WHAT TO DO ::
1. In the passage about Law and Bernardin, on what date was Law consecrated Bishop of Springfield-Cape Girardeau?
2. Write the next part of the passage about Law and Bernardin, picking up after its final sentence.

QUOTED PASSAGE ::
★ ★ ★ ★ ★

Engle in The Rite of Sodomy adds that in going to the USCCB, Bernardin became "the first of a long, virtually unbroken line of homosexual and pro-homosexual clerics to hold the position of General Secretary and/or Presidency of the NCCB/USCC" (p 892). Engle lists a large number of gay clergy, many of whom eventually became bishops, in Bernardin's inner circle at the USCCB, but Law is not among them.

It appears, though, that Bernardin picked Law at the start for a key post in what he saw as a progressive agenda for his term at the USCCB. In 1971, Law left the USCCB and became vicar general of his former Diocese of Natchez-Jackson under Bishop Joseph Brunini. This, of course, put Law in a good position for a bishopric.

Joseph Bernardin left his position as General Secretary of the USCCB in 1972 to become Archbishop of Cincinnati. However, Engle points out,

Much of the ten years Bernardin served as Archbishop of Cincinnati was spent in Washington, D.C. as the President of the NCCB. For all practical purposes he was the new “Kingmaker” with a much broader base of operation and control than Cardinal Spellman ever enjoyed as Archbishop of New York. The appointment of Archbishop Bernardin to the Archdiocese of Chicago on July 10, 1982 by Pope John Paul II confirmed his kingship over AmChurch. (p 897)
My informant tells me that Law's version of why he left his position with the USCCB was due to the amount of "drinking" that took place among the bureaucrats in Washington. Whatever the reason, it doesn't appear that there was any sort of rift with Bernardin.

When Law was consecrated Bishop of Springfield-Cape Girardeau on December 5, 1973, his co-consecrators were William Wakefield Baum, Law's immediate predecessor in Springfield-Cape Girardeau and newly appointed Archbishop of Washington, DC, and Joseph Bernardin. Bernardin has a fairly extensive record as a homosexualist bishop and cardinal. Baum's record is less clear, although he would have been a member of what Engle calls the Chicago-Washington axis of the Church.

Baum was instrumental in ordaining Michael Peterson a priest. According to Engle,

In 1962, at age 19, while an undergraduate at Stanford University, Michael entered the Catholic Church. Tall, thin and handsome, he was pretty much a loner looking to find his niche in life.

★ ★ ★ ★ ★

EXERCISE DATA ::
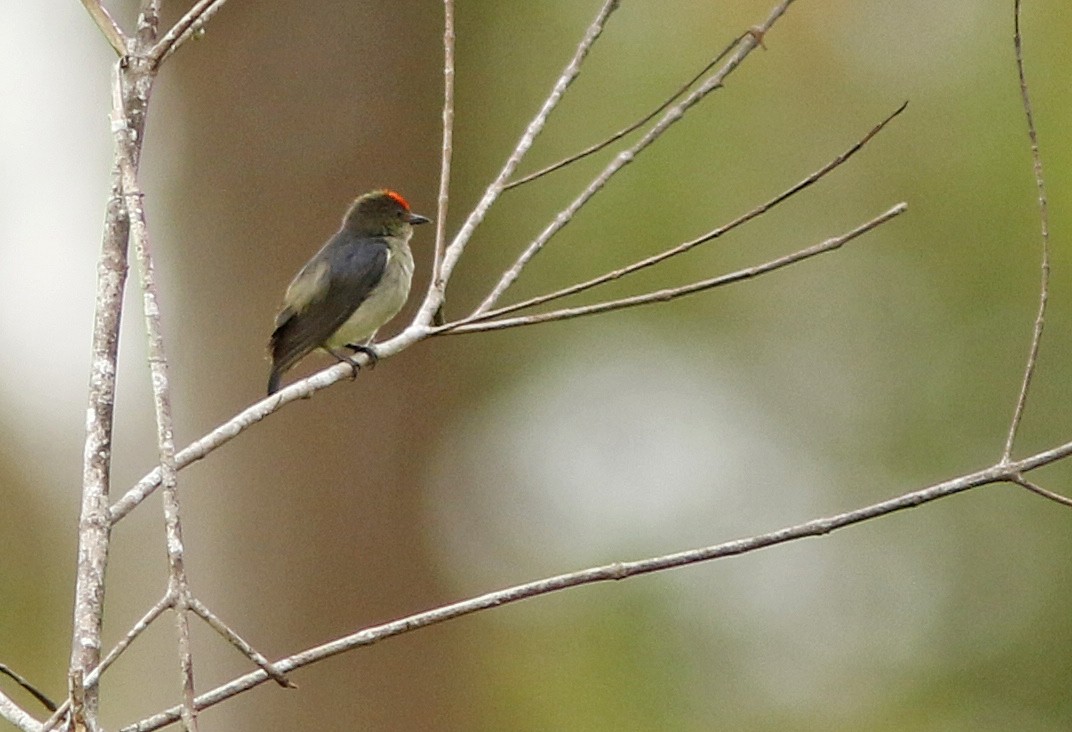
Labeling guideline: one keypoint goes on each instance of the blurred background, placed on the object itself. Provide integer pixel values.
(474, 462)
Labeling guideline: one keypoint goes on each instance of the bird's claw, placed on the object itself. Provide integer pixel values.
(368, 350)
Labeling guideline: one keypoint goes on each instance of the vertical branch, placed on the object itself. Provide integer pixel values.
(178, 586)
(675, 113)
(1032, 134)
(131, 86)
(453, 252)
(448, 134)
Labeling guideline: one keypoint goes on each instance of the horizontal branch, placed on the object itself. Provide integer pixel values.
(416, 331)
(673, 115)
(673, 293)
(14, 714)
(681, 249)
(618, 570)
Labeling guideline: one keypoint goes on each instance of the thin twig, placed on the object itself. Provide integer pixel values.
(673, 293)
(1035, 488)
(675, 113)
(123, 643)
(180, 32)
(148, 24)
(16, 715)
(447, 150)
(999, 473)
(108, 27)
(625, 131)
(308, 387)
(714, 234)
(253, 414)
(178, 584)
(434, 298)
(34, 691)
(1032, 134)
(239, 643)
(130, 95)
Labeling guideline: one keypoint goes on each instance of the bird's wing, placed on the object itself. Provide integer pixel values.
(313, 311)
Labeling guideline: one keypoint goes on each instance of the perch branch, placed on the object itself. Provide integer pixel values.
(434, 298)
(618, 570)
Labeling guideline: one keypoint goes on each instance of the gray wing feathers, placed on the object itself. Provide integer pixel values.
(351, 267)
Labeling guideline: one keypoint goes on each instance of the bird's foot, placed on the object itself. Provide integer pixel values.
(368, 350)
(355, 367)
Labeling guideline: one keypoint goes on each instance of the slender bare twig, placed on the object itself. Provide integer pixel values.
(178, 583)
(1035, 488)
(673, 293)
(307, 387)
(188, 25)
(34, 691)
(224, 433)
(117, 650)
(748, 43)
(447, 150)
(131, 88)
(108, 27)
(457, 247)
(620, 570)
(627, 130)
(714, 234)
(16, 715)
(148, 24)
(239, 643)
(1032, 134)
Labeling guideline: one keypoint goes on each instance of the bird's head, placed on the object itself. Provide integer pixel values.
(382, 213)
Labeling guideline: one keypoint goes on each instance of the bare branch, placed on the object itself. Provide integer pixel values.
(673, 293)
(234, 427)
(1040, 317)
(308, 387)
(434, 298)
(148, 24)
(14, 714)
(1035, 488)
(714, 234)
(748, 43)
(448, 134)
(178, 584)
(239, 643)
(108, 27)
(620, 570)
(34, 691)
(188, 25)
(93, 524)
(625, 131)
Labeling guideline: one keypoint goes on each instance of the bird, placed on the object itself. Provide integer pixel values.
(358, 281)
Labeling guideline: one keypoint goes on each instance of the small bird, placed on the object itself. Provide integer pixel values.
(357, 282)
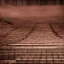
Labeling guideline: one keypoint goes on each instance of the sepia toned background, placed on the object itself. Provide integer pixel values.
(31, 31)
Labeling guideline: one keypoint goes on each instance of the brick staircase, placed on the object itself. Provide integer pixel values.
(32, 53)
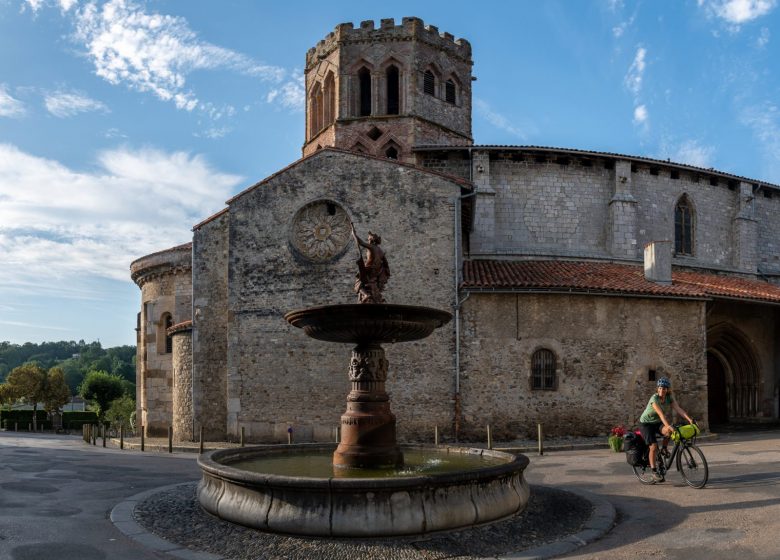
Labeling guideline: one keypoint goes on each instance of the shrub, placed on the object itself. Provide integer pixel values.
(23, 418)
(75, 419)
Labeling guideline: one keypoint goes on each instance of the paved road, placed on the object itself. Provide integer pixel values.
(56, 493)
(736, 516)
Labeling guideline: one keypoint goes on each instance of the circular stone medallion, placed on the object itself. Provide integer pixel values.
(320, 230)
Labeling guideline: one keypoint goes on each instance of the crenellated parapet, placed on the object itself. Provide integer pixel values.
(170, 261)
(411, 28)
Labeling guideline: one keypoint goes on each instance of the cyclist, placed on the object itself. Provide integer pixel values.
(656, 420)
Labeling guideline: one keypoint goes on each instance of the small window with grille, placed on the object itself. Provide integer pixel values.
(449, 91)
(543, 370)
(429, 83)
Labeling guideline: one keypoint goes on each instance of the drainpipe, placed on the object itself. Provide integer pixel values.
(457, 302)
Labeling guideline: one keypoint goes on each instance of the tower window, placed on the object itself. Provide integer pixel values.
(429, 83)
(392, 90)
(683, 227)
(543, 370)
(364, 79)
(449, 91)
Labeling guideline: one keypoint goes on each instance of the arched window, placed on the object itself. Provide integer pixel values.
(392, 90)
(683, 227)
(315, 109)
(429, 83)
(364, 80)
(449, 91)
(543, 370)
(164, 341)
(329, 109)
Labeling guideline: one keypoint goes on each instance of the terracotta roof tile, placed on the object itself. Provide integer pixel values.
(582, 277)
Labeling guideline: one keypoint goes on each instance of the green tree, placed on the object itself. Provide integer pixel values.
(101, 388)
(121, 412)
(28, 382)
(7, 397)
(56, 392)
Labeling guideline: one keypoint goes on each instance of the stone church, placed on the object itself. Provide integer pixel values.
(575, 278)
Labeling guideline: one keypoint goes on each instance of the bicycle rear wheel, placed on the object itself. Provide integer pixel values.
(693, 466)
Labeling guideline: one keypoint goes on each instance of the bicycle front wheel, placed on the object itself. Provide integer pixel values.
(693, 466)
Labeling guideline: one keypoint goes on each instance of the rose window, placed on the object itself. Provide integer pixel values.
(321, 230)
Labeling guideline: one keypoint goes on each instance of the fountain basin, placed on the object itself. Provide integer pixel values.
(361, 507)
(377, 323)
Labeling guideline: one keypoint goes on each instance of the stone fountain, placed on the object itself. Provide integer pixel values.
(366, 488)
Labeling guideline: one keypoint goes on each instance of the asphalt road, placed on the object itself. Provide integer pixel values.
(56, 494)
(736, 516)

★ ★ ★ ★ ★

OUTPUTS FOR THE TASKS ::
1. December 5, 1973

2.
He found that niche in the early 1970s when he returned to the University of California San Francisco Medical School to attend graduate school. Having left a rather mundane job at the National Institutes in Health in Washington, D.C., he joined Dr. Leon Epstein, Vice-Chairman of the Department of Psychiatry at the Medical School. Here he discovered the world of sexual perversion beginning with exhibitionism and proceeding to transsexuality, clinical pedophilia, and same-sex attraction.

. . . {In 1975,] Peterson decided to enter the priesthood. His candidacy was approved by Archbishop William Baum of the Archdiocese of Washington, D.C. Baum, overly impressed by Peterson’s medical and psychiatric credentials, broke all established rules to get Peterson ordained in a record three years time. To him, Peterson represented an exciting new breed of priests active in professional ministries in the post-Conciliar era. (pp 586-7)

Peterson's superiors in seminary noted that he spent little time in class, appeared to be actively gay, and also appeared to have a problem with amphetamines. Nevertheless,
With the backing of Cardinal Baum and later Cardinal Hickey, psychiatrist- priest Michael Peterson became the American bishops’ guru on all things sexual.

For his part, as an active member of the Homosexual Collective, Peterson actively promoted the Collective’s ideological agenda and foundational concepts among the American hierarchy from the time of the founding of St.Luke in 1981 to his death eight years later from complications associated with AIDS. (p 589)

Law was thought of as a "conservative", but two major promoters of the gay agenda in the US Church, including the "kingmaker" Bernardin, had no problem with making him a bishop. It seems to me that Ms Engle in over 1000 pages has only scratched the surface of the networks.